→ Text segment:
━━━━

Everything inside reeked: our umbrellas, my knit cap, the case to my sunglasses….oh, the horror. I cannot figure out how to get rid of the odor. If anyone has any tips, they would be most welcome. Because yesterday, Dave had to walk home in the rain, with his umbrella smelling like cumin all the way. Yikes.
But back to our trip.
So Saturday afternoon, Kela wrapped up her study group and met us for lunch. She took us to a spot that served fresh, daily made foods (all of which looked tasty), somewhat cafeteria-style. We walked up to the counter, checked out all the good-looking, freshly-made dishes of pastas, risotto, sandwiches, and salads before requested our meals, which we took back to our table. I loved that this place offered the option to order more dishes…had the portions not been so generous, I would have loved to have tried it all, but as it was, my penne with bolognese was really good and seasoned perfectly, so I was too stuffed to go back (bummer).
We walked around some more and she took us to Piazza San Marco because we hadn’t had a chance to go inside the Basilica before (they had requested no backpacks and we didn’t feel comfortable leaving our valuables unattended in a locker there). So Kela was kind enough to wait outside with our suitcase (she had been the keeper of it since we’d met for coffee upon our arrival) and we quickly went in and toured, before rejoining her outside.
Eventually we made our way to Mestre, where she lives, and we dropped the bags off and lounged a bit, before her boyfriend came over and we headed out to get a drink before our dinner reservation.
Drinks were enjoyed at this hip bar which gave us a good idea of what the city was like (spoiler alert: we wished Udine was more like Mestre) and then we walked to dinner at a little osteria that had many options for the meal. Between the four of us, we opted to try as much as possible, so that led to a tray of delicious antipasti, with a selection of apps, enough for each of us to sample everything. Then we all decided to try and order different plates so we could share and taste it all. Everything I ate was delicious, especially my pasta with a cinghiale sauce.

━━━━

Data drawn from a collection
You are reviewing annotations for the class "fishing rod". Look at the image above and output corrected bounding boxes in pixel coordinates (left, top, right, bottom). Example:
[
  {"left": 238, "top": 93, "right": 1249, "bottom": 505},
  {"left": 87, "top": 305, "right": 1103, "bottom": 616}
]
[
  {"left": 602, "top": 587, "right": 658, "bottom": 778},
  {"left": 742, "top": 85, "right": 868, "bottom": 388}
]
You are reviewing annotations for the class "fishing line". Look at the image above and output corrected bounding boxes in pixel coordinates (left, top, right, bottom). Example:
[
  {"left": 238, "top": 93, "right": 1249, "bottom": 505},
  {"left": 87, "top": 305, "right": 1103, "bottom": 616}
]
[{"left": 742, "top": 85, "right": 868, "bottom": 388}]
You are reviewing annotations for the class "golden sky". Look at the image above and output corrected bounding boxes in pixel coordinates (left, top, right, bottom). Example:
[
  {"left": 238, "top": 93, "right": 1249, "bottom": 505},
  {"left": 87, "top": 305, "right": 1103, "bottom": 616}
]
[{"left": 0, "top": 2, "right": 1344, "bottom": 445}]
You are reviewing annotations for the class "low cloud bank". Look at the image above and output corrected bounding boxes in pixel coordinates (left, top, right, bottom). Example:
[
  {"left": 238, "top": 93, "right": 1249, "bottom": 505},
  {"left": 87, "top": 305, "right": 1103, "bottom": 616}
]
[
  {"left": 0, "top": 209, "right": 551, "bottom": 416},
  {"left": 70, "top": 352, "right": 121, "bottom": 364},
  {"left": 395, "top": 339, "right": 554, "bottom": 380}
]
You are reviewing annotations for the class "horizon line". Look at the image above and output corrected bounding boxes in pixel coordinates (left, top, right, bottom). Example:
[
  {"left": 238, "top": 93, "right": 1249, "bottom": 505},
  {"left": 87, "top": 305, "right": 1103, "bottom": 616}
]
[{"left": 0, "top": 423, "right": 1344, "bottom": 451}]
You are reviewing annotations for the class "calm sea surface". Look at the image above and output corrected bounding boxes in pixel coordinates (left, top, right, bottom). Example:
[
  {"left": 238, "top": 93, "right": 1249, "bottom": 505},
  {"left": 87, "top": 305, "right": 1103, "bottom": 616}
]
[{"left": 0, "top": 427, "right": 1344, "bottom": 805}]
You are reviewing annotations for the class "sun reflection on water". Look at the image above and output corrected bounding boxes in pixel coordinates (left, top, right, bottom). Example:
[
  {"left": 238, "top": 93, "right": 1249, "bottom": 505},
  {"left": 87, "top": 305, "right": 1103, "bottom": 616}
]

━━━━

→ Work task 1: Condense the paragraph of the trip account that begins "So Saturday afternoon, Kela wrapped up" into a short bulleted list that keeps its main facts.
→ Work task 2: Pull out the passage of the trip account starting at "Eventually we made" and ending at "our dinner reservation.", copied word for word.

→ Solution 1:
- On Saturday afternoon, Kela finished her study group and met the group for lunch.
- The place served fresh, daily-made food, somewhat cafeteria-style.
- At the counter they looked over pastas, risotto, sandwiches and salads, ordered, and took their meals back to the table.
- More dishes could be ordered, but the portions were generous.
- The penne with bolognese was good and perfectly seasoned. It was so filling that there was no going back for more.

→ Solution 2:
Eventually we made our way to Mestre, where she lives, and we dropped the bags off and lounged a bit, before her boyfriend came over and we headed out to get a drink before our dinner reservation.